抜粋
──────────────────────────────

ママ向けWebグロースハッカー養成講座、第2期生修了式 ここで出会えた仲間たちと支えあい、次なるステージへ大きな一歩を

2017年06月05日
2015年よりデジタルハリウッドSTUDIO福岡で始まった、ママ向けWebグロースハッカー養成講座。時間や場所に縛られず、家庭と仕事の両立とやりがいを手に入れる新しいママの働き方として、全国から注目を集めた。1期生は、卒業後も「ママグロースハッカーズ」として活動を継続したり、家庭や他の仕事の状況も踏まえて独自の道を模索したり、それぞれ自分らしく活躍の幅を広げている。そんな1期生に続けと、2016年9月には第2期がスタート。熱い思いと多彩なバックグラウンドを持つママたち16名が集い、8ヶ月間、約260時間に及ぶ講習に打ち込んだ。そして、2017年5月11日に迎えた修了式。彼女たちは何を学んだのか、今後の抱負とは――修了式の様子と併せて、新たな一歩を踏み出したママたちの生の声をお届けする。
集合写真

すべての講座を修了し、ホッとしつつも自信に満ちた表情の2期生たち。これからの活躍に期待したい。

──────────────────────────────

提供された資料
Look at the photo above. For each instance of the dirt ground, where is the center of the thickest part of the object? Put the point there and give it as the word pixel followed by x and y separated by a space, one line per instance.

──────────────────────────────

短い問題
抜粋のうち、「2017年06月05日」から「これからの活躍に期待したい。」までを一字も変えずに書き写せ。 答えは抜粋だけにもとづいて書く。

この問題の答え
2017年06月05日
2015年よりデジタルハリウッドSTUDIO福岡で始まった、ママ向けWebグロースハッカー養成講座。時間や場所に縛られず、家庭と仕事の両立とやりがいを手に入れる新しいママの働き方として、全国から注目を集めた。1期生は、卒業後も「ママグロースハッカーズ」として活動を継続したり、家庭や他の仕事の状況も踏まえて独自の道を模索したり、それぞれ自分らしく活躍の幅を広げている。そんな1期生に続けと、2016年9月には第2期がスタート。熱い思いと多彩なバックグラウンドを持つママたち16名が集い、8ヶ月間、約260時間に及ぶ講習に打ち込んだ。そして、2017年5月11日に迎えた修了式。彼女たちは何を学んだのか、今後の抱負とは――修了式の様子と併せて、新たな一歩を踏み出したママたちの生の声をお届けする。
集合写真

すべての講座を修了し、ホッとしつつも自信に満ちた表情の2期生たち。これからの活躍に期待したい。